WHAT IS ASKED => Copy out the entries below word for word, everything from the first one down through the line containing "[(217, 361)]", both ends included.

RECORDS TO PROCESS =>

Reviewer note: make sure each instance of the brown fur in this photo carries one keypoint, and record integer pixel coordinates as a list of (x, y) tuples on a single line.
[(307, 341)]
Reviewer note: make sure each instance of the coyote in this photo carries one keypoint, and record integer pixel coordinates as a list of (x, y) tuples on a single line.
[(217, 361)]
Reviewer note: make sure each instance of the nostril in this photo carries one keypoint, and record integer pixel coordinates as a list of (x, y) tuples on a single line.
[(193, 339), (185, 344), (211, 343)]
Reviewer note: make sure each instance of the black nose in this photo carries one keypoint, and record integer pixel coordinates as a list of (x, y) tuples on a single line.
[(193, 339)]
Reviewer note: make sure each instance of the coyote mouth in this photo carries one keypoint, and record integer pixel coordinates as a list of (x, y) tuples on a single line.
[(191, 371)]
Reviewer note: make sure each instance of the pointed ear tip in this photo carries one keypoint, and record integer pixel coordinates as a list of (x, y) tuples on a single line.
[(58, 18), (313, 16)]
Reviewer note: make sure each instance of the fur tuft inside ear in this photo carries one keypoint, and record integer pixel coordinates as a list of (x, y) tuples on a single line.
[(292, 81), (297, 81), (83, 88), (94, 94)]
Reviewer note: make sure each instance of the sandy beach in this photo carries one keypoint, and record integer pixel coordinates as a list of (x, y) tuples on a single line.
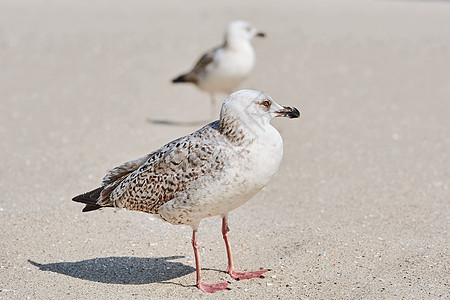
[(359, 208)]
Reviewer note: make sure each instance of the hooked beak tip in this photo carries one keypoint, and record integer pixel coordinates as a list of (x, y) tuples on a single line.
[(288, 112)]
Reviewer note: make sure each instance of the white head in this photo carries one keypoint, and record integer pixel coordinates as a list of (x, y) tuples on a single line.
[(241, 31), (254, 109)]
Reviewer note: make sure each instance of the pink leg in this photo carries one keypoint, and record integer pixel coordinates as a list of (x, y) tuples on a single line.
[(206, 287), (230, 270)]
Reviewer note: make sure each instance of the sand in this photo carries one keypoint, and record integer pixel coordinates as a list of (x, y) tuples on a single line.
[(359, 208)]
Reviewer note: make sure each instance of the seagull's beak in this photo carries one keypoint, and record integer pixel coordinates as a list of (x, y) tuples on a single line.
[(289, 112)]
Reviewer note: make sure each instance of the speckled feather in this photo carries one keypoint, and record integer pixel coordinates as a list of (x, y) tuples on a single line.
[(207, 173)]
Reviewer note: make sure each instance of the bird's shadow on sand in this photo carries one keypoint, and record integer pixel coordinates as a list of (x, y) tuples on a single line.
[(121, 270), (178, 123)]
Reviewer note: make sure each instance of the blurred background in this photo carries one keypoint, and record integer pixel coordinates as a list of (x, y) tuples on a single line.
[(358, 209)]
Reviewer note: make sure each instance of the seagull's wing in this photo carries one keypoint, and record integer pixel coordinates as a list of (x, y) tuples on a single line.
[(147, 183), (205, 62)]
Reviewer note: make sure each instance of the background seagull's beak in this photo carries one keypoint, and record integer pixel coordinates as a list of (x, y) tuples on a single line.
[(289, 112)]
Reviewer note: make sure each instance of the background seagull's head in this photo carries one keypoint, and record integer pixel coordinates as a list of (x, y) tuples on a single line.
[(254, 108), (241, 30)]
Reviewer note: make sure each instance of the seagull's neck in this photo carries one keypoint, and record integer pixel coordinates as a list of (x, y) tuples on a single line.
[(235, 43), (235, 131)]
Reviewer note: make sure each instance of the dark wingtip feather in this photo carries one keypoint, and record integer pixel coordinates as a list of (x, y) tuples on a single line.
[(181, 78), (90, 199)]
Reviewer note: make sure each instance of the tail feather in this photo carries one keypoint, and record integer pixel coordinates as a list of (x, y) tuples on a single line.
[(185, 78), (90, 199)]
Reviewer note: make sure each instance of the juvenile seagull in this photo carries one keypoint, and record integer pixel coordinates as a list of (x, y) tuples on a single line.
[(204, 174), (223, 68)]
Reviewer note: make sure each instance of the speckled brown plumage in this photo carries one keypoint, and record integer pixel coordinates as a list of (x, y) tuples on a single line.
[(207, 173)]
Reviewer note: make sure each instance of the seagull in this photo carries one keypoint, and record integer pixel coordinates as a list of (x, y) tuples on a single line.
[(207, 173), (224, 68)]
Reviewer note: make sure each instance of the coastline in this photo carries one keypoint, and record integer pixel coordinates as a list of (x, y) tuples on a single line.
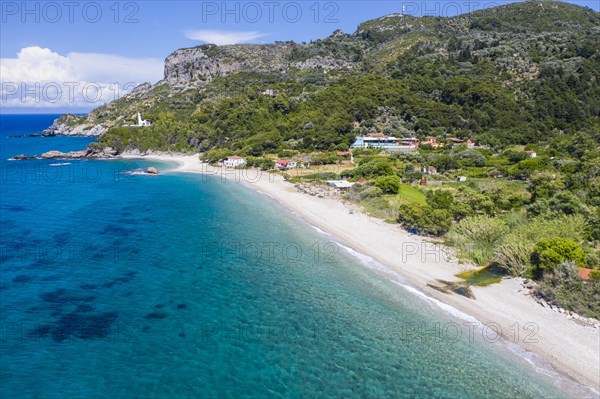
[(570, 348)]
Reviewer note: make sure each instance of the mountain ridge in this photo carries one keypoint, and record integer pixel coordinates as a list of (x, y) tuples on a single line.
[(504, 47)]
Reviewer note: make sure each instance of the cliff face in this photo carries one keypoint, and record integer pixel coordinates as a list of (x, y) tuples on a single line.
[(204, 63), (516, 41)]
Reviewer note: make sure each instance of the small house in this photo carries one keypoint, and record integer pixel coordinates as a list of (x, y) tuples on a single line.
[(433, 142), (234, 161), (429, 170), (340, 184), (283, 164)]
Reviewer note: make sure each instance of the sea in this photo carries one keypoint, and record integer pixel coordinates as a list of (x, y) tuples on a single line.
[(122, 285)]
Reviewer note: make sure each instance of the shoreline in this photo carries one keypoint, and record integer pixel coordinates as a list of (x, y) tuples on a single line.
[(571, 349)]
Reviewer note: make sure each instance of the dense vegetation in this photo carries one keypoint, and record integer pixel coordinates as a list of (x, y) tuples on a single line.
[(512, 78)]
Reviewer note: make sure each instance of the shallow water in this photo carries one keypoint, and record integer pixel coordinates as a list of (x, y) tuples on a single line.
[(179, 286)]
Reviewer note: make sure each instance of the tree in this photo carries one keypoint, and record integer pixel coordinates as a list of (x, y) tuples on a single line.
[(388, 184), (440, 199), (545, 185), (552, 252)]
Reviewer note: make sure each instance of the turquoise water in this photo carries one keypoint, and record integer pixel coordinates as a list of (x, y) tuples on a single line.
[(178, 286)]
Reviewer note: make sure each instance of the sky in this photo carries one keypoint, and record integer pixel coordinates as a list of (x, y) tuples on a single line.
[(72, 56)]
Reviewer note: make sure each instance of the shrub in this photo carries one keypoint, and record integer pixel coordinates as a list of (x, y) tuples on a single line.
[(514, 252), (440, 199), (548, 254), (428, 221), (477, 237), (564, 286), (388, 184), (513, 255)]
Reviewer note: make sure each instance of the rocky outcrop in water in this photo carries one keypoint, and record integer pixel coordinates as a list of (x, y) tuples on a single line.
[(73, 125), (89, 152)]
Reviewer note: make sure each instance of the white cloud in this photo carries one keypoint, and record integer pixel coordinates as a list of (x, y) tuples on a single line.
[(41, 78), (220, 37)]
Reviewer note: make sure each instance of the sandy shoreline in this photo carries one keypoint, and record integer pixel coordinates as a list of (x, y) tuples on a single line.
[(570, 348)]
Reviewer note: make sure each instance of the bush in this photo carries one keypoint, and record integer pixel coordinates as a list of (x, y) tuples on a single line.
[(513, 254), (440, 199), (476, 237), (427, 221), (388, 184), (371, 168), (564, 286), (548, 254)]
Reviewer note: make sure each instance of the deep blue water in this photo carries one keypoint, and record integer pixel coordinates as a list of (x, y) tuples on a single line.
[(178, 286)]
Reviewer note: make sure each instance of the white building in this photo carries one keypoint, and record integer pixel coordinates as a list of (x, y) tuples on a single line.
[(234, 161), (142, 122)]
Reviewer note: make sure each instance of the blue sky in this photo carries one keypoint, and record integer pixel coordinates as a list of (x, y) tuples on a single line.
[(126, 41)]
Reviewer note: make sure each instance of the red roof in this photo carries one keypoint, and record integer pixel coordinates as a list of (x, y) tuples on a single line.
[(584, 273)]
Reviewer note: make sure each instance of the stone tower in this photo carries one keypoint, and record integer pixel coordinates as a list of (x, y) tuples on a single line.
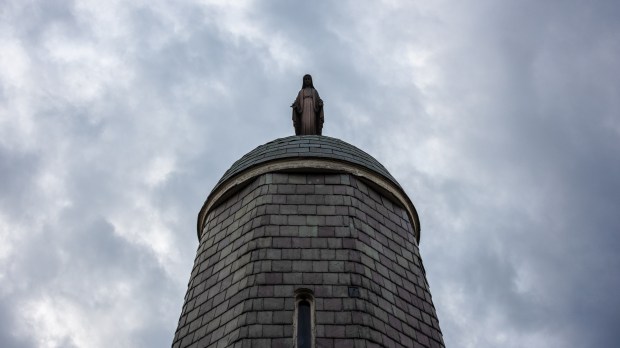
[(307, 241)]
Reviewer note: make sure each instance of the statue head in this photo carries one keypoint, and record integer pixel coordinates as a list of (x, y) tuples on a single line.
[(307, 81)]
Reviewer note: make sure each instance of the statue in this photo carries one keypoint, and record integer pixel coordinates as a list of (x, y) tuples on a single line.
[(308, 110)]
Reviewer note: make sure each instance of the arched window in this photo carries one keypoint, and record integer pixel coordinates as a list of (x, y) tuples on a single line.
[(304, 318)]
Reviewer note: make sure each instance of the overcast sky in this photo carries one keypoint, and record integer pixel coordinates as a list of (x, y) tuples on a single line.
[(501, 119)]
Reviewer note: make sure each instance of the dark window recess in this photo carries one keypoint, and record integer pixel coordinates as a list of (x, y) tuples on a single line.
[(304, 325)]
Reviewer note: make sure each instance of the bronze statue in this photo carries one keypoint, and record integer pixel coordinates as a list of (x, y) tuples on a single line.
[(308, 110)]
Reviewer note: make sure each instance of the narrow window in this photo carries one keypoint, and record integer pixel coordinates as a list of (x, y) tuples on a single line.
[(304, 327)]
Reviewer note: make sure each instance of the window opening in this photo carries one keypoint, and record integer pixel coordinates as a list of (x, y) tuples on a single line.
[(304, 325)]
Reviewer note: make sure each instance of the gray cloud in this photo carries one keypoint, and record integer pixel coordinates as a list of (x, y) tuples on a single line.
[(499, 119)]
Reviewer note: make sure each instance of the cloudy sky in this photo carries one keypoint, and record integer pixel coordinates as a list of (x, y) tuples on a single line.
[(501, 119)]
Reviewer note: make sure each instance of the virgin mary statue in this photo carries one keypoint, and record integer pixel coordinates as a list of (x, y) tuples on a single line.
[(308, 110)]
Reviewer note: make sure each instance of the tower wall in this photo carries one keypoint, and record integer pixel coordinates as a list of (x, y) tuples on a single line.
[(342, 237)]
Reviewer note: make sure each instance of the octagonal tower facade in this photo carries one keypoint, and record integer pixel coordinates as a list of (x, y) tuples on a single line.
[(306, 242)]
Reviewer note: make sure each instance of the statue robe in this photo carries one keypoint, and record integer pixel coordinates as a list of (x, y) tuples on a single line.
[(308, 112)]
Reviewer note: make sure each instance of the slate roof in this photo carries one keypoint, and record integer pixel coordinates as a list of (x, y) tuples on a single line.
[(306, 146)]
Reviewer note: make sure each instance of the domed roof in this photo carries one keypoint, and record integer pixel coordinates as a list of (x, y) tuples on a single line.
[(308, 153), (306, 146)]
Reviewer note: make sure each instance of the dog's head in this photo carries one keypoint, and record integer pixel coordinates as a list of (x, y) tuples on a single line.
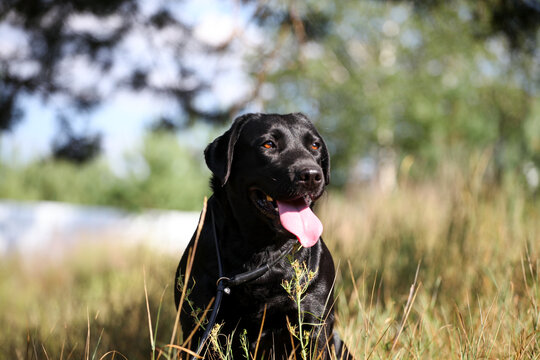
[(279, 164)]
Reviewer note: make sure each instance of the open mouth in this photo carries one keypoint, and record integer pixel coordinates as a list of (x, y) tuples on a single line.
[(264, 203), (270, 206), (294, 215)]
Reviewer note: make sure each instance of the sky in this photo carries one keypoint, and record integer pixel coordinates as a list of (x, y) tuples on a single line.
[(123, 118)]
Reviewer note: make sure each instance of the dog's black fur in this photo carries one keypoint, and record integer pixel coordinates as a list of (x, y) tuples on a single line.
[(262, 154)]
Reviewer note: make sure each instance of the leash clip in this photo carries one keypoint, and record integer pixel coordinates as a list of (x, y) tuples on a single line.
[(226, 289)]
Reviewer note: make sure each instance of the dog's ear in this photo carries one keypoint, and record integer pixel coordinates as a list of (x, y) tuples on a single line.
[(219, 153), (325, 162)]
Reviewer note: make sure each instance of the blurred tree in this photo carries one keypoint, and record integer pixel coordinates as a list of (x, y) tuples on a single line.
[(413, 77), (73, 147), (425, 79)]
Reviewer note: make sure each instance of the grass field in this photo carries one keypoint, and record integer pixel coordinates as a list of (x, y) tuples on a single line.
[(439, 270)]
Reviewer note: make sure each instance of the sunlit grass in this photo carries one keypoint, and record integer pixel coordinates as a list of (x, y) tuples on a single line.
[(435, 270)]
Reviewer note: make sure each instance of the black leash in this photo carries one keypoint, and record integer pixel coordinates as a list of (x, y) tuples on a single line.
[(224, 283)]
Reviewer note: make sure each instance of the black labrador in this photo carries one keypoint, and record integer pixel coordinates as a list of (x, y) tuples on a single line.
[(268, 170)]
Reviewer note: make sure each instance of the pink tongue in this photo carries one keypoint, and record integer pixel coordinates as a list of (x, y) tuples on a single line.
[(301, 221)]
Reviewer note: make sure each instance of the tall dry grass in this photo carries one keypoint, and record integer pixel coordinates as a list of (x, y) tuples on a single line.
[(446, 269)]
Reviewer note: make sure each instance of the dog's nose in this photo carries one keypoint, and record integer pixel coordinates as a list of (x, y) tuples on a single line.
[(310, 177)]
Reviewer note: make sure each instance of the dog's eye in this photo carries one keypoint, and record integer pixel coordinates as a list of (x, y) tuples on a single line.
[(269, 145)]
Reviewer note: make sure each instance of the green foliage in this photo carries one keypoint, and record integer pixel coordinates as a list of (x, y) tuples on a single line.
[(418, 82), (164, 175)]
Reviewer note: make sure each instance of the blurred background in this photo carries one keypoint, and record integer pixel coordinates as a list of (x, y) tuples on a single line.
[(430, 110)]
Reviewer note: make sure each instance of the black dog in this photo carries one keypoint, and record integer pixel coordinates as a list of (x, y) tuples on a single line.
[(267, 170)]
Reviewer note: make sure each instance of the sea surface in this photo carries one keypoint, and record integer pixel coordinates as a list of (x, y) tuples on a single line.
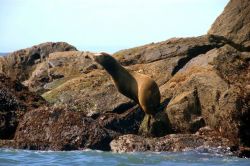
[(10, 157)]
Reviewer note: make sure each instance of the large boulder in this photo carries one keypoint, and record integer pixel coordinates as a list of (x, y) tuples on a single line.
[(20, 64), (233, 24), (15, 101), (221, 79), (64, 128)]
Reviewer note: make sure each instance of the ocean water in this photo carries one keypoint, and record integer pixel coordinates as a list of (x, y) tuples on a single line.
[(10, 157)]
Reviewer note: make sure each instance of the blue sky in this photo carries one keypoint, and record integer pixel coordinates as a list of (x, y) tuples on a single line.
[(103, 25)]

EXERCISE SOLUTION =>
Reviewer note: make sure each instance of the brown fur in this photo carries one keypoint, and record integer pixel coordinates as a list of (x, y) tuples on a single line.
[(307, 341)]
Reviewer note: make sure each instance of the coyote in this photo carries one keypoint, and record integer pixel coordinates as a list of (x, y) tuples on a single line.
[(217, 361)]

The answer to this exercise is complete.